(begin)

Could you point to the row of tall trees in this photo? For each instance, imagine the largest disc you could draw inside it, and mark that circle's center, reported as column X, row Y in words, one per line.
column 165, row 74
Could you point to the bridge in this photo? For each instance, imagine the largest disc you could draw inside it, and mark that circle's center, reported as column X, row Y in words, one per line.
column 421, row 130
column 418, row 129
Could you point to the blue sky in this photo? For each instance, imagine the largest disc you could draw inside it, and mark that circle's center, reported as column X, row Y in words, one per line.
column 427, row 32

(end)
(begin)

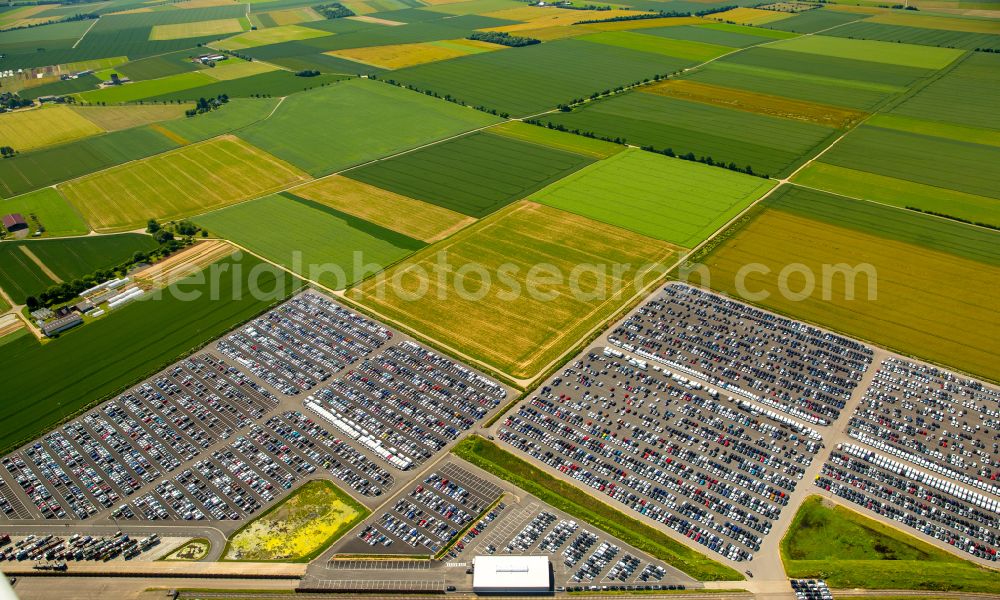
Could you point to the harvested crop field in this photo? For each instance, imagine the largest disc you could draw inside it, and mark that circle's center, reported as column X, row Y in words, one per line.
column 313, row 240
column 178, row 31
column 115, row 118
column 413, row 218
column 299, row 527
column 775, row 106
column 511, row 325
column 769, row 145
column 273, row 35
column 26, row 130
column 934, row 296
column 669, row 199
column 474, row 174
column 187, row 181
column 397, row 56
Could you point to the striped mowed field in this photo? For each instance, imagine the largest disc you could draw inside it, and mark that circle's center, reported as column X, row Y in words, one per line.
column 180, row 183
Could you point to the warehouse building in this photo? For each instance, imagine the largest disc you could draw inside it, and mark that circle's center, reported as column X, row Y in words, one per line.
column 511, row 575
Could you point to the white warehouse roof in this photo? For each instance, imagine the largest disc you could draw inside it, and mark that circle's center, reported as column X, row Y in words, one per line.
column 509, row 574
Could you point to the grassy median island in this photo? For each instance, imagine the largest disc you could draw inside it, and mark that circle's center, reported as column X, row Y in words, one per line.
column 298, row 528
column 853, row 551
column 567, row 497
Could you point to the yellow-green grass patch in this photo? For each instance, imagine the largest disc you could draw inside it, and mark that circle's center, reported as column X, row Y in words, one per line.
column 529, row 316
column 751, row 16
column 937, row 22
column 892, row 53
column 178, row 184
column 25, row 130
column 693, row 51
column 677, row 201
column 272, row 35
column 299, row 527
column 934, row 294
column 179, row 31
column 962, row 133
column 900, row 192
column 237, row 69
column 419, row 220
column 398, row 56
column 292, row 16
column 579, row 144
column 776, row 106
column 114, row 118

(end)

### [INSTRUCTION]
Render everything from the line containing "Could you point to the row" down to the line containing "column 418, row 129", both included, as a JSON list of strings with one string per line and blank lines omitted.

### [RESPONSE TO THE TASK]
[
  "Could you point to the row of tall trees in this photo? For each instance, imagine the largest disc you could draw inside it, and mark that circle's center, reported as column X, row Y in words, one per line.",
  "column 165, row 74",
  "Could you point to the bridge in this photo? For each instance, imagine the largest disc you could draw inside it, and mark that circle's center, reported as column X, row Y in words, one per line.",
  "column 421, row 130",
  "column 418, row 129"
]